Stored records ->
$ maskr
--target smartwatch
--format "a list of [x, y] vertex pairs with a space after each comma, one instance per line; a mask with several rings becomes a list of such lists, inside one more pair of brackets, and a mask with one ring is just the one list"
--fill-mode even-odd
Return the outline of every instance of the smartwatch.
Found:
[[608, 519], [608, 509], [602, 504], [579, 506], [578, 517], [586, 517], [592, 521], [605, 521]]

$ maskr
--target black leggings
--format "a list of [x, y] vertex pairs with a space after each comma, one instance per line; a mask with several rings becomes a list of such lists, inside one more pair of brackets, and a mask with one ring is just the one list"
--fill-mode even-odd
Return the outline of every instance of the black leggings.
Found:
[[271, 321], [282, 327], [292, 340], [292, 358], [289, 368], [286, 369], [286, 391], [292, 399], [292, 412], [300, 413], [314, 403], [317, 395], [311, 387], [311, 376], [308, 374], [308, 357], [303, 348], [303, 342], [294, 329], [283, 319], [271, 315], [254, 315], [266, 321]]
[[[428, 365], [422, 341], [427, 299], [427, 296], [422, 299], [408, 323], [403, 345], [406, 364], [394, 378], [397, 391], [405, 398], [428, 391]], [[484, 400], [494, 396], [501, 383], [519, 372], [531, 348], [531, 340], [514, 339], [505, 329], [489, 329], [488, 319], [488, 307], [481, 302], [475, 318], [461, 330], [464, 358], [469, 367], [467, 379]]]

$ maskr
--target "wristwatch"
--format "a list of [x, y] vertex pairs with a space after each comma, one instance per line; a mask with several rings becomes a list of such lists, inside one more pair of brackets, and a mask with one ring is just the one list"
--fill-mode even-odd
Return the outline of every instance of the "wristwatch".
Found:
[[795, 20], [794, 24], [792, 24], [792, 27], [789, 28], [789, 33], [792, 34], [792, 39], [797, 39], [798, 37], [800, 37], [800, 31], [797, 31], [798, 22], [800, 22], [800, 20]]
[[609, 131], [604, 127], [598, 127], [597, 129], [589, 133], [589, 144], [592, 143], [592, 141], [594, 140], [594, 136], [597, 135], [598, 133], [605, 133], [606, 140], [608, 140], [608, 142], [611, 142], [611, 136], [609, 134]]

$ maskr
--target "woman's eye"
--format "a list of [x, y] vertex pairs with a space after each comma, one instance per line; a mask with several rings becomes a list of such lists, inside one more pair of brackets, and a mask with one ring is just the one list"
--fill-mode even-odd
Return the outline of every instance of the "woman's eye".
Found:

Aim of the task -> Your answer must contain every line of the records, exactly.

Reply to the exercise ->
$ maskr
--target smartwatch
--format "a list of [x, y] vertex pairs with a space after each comma, one instance per line; a mask with several rings becomes a list of such lists, inside one more pair of brackets, and a mask with one ring is just the one list"
--fill-mode even-odd
Return the outline of every instance of the smartwatch.
Found:
[[608, 519], [608, 509], [602, 504], [579, 506], [578, 517], [586, 517], [592, 521], [605, 521]]

$ maskr
--target black leggings
--format "a list of [x, y] vertex pairs with a space after each comma, one instance per line; a mask with several rings becomes a list of such lists, inside one more pair of brackets, and a mask with one ring is just the one list"
--fill-mode even-odd
Return the outline of every instance of the black leggings.
Found:
[[271, 321], [282, 327], [292, 340], [292, 358], [289, 368], [286, 369], [286, 391], [292, 399], [292, 412], [300, 413], [314, 403], [317, 395], [311, 387], [311, 376], [308, 374], [308, 357], [303, 348], [303, 342], [294, 329], [283, 319], [271, 315], [254, 315], [266, 321]]
[[[428, 365], [422, 341], [427, 299], [427, 296], [422, 299], [408, 323], [403, 345], [406, 364], [394, 378], [397, 391], [405, 398], [428, 391]], [[484, 400], [494, 396], [501, 383], [519, 372], [531, 348], [531, 340], [514, 339], [505, 329], [489, 329], [488, 319], [488, 307], [481, 302], [475, 318], [461, 330], [464, 358], [469, 367], [467, 379]]]

$ maskr
--target "wristwatch"
--format "a list of [x, y] vertex pairs with a space after each comma, one instance per line; a mask with several rings becomes a list of such lists, inside one more pair of brackets, and a mask with one ring is just the one list"
--fill-mode even-odd
Return the outline of every instance of the "wristwatch".
Found:
[[795, 20], [794, 24], [792, 24], [792, 27], [789, 28], [789, 33], [792, 34], [792, 39], [797, 39], [798, 37], [800, 37], [800, 31], [797, 31], [798, 22], [800, 22], [800, 20]]
[[609, 131], [604, 127], [598, 127], [597, 129], [589, 133], [589, 144], [592, 143], [592, 141], [594, 140], [594, 136], [597, 135], [598, 133], [605, 133], [606, 140], [608, 140], [608, 142], [611, 142], [611, 136], [609, 134]]

$ maskr
--target "woman's eye"
--format "a list of [x, y] vertex pairs with a space after each comma, one instance per line; a mask with several rings becomes a list of such lists, inside one more pair of brackets, and a mask with one ring is just the one list"
--fill-mode even-odd
Return the outline of every instance of the "woman's eye".
Found:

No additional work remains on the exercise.